This article describes the Informatica Best Practices that should be followed for the ETL workloads when interfacing with the Redshift data warehouse.
- Commit interval and Batch size
- Commits in Redshift are very expensive.
- Only 1 commit can happen at a given time on the cluster.
- If there are multiple jobs trying to issue a commit, it results in an increase in commit queue time which impacts the performance of the cluster.
- To reduce no. of commits on the cluster, Informatica Commit Interval session property (batch size should always be set to -1) should be set to a very high number (greater than no of records expected to be written) so all the records are written to the cluster with one copy operation and 1 commit per job.
- Currently in INFA Powerexchange version 9.6 commit is issued implicitly after each copy operation is completed. In version 10, there will be a support to explicitly issue commit which would be helpful to batch multiple DDL/DML operations in one transaction block and reduce commits.
- Configure Redshift target connection to generate no. of files for copy command, equal to no. of slices in Redshift cluster
- Modify the no. of slices and cluster type in Redshift adapter application connection to split the source data into no. of files to S3, equal to no. of slices in Redshift cluster.
- Redshift leverages MPP architecture which enables faster execution where multiple compute nodes are involved. This is critical since Redshift recommends that copy command works better when it has multiple files to process and use all the slices across all the nodes in parallel to process faster.
- For e.g. Redshift cluster type = dc1.8xlarge, No of nodes = 15, No of slices = 32/node * 15 = 480. In this scenario, edit the target application connection to cluster type = dw2.xlarge and no of nodes = 240. (Note: This is per Informatica 9.6 version; it uses the old Redshift cluster naming convention). Refer to this AWS documentation on various Redshift cluster types (http://docs.aws.amazon.com/redshift/latest/mgmt/working-with-clusters.html).
- Batch multiple DDL/DML operations into one transaction block to reduce commits
- For any PreSQL/PostSQL operations where multiple DDL/DML sql statements are executed, put all these statements in one transaction block (begin and end) to execute only 1 commit for all the statements inside the block and also to maintain data integrity.
- In version 10, we can maintain a state of the transaction from PreSQL until records written to the final target table. This really helps to reduce commits and have all the transactions in one block. For e.g. runs DELETE statement as part of PreSQL, loads the source records into redshift target table and finally UPDATE statement as part of PostSQL, in this case, we can begin the transaction in the PreSQL and end transaction in PostSQL.
- Use UNLOAD reader for reading a high volume of data from Redshift
- For reading a high volume of data (> 1 million) from Redshift table, avoid using ODBC read connection. High volume ODBC reads put stress on the Redshift cluster leader node which has to gather all the results from compute nodes.
- UNLOAD reader uses the power of Redshift to upload the source data as files to S3 without impacting the leader node. The compute nodes process the data and push the files to S3.

» Tasks for this exercise
A: Answer these questions from the article on Informatica practices for Redshift:
(i) How many commits can happen on the cluster at a given time?
(ii) What value should the batch size always be set to?
(iii) Which read connection should be avoided when reading more than 1 million records from a Redshift table?
B: Continue the article on Informatica practices for Redshift, beginning after its final sentence.

» Data lines
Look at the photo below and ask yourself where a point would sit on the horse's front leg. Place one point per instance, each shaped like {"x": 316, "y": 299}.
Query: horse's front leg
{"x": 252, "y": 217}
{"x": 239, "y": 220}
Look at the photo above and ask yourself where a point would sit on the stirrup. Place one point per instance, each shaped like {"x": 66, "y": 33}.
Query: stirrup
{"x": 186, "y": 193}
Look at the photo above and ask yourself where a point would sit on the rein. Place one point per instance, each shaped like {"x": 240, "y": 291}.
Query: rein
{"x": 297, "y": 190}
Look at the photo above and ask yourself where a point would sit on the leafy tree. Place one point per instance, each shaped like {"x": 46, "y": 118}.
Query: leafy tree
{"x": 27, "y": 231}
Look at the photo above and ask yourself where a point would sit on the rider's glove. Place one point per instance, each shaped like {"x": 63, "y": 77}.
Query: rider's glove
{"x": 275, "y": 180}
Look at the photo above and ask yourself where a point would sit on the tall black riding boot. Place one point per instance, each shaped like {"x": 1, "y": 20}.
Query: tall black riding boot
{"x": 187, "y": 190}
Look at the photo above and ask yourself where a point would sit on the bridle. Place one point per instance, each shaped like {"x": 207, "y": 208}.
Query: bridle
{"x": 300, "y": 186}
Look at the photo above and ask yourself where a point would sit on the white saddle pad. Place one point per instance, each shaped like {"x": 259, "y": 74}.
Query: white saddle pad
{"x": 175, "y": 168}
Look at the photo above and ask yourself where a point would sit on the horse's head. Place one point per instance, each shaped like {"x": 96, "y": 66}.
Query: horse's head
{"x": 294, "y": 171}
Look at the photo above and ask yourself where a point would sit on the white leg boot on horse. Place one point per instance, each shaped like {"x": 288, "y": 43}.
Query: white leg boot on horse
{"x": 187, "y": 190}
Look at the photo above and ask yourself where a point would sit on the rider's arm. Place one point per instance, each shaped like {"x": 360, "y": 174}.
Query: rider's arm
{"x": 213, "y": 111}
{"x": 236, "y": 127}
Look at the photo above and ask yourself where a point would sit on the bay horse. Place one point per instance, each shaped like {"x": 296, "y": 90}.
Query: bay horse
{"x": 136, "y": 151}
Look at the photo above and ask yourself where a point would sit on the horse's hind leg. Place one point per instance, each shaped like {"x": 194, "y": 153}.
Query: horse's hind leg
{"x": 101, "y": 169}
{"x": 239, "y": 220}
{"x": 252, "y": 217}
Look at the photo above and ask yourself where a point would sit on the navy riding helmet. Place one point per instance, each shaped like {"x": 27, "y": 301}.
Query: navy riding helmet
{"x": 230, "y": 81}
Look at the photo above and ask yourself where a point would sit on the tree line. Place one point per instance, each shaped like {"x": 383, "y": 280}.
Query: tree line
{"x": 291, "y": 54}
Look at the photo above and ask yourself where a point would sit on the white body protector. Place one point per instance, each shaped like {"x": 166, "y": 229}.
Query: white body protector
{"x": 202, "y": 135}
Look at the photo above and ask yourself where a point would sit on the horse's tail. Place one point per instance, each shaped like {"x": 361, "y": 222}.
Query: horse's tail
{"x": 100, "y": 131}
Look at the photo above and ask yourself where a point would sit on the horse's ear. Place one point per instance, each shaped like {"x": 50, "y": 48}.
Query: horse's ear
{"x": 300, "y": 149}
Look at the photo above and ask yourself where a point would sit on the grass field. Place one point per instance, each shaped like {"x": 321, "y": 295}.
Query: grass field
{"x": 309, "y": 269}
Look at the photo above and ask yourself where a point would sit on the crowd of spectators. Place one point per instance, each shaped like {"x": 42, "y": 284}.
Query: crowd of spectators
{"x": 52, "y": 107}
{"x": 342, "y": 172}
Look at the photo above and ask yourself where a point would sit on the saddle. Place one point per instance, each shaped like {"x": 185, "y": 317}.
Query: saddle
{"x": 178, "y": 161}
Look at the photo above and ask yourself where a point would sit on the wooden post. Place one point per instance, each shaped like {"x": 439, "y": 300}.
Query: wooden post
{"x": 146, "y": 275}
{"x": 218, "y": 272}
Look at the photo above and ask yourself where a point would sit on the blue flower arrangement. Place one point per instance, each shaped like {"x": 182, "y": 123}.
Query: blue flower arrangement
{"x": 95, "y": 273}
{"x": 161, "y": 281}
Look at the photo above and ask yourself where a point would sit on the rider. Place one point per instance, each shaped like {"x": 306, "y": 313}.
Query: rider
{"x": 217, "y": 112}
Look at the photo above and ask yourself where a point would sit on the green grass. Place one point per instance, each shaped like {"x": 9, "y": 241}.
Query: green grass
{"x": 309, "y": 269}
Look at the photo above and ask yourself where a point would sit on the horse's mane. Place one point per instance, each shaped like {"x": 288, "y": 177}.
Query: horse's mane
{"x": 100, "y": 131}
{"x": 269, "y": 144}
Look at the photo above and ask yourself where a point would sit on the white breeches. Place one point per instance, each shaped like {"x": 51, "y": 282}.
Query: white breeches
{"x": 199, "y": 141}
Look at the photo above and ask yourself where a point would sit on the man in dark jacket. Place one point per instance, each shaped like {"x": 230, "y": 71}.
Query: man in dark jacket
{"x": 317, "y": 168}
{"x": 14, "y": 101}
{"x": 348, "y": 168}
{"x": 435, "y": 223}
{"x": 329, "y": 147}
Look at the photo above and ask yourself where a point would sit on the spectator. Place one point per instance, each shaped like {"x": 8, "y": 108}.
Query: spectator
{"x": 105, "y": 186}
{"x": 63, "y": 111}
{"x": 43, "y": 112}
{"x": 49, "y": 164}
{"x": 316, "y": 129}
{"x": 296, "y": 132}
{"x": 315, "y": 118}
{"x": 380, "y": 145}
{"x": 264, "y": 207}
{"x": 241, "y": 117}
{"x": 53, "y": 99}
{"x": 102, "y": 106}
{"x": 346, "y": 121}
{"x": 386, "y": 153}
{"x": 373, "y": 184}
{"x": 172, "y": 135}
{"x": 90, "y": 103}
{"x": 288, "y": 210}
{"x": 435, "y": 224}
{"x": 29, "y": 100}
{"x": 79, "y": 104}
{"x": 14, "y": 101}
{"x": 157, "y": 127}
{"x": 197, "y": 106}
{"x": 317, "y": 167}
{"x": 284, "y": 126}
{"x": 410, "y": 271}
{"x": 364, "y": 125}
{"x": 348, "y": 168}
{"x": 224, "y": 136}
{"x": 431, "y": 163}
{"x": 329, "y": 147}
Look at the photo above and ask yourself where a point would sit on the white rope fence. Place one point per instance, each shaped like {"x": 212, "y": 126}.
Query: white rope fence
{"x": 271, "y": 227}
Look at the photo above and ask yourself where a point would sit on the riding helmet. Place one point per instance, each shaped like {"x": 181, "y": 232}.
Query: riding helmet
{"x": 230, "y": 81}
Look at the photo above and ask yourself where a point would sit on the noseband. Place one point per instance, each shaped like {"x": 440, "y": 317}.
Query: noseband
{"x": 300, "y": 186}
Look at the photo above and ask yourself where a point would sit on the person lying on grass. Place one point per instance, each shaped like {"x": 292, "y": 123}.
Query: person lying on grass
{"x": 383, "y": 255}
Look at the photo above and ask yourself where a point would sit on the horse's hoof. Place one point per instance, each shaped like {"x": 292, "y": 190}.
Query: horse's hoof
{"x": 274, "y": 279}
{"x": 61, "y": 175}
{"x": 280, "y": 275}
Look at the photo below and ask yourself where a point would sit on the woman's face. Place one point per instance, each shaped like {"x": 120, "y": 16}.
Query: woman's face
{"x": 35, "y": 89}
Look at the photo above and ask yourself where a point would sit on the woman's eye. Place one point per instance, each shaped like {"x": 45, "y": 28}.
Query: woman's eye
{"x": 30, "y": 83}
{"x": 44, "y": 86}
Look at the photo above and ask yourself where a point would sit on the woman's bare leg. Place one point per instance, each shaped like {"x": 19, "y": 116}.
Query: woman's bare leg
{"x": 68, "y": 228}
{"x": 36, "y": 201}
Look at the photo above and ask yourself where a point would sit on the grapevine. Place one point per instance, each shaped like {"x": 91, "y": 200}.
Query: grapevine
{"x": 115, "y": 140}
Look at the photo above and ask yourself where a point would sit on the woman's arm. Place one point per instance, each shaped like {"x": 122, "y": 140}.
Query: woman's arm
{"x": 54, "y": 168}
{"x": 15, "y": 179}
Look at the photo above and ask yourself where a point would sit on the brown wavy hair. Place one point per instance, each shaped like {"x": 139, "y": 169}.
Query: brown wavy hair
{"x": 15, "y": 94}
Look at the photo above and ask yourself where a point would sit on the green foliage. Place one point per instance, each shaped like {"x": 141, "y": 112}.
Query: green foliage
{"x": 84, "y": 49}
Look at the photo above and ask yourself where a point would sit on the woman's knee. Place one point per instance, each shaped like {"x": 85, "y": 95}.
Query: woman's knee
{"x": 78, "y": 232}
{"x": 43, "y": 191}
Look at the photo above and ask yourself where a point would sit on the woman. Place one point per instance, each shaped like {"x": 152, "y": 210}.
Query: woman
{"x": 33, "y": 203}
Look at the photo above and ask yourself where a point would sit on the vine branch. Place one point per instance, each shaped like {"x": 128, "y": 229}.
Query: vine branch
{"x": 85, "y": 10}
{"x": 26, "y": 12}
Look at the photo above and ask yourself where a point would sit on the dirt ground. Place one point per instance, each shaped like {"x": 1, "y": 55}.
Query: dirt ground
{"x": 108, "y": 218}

» Outputs in order
A:
(i) Only one commit can happen at a given time on the cluster.
(ii) The batch size should always be set to -1.
(iii) The ODBC read connection should be avoided.

B:
- We have seen very good performance improvement using UNLOAD reader than ODBC connection. INFA version 10 has improved and better performing UNLOAD reader compared to the 9.6 version.
- Use Pushdown Optimization (version 10)
- Pushdown optimization is a very important feature introduced in version 10.
- Pushdown optimization (full pushdown) pushes the source, target and transformation logic to the underlying Redshift cluster rather than executing them on the Informatica server.
- This helps to improve performance as all the operations are directly executed on the redshift cluster and it has the ability to execute all the statements within a transaction block with 1 commit. (enable FullPushdownInOneTransaction property.
- Use Redshift UNLOAD and COPY command to write high volume records much faster than Informatica Powerexchange connector
- For Informatica jobs processing high volume records, it is recommended to leverage power of Redshift UNLOAD and COPY command to process the data much faster than Informatica Powerexchange connector.
- Convert the INFA mapping into one UNLOAD sql with all mapping logic.
- Execute the COPY command to write the files uploaded to S3 into the Redshift target table.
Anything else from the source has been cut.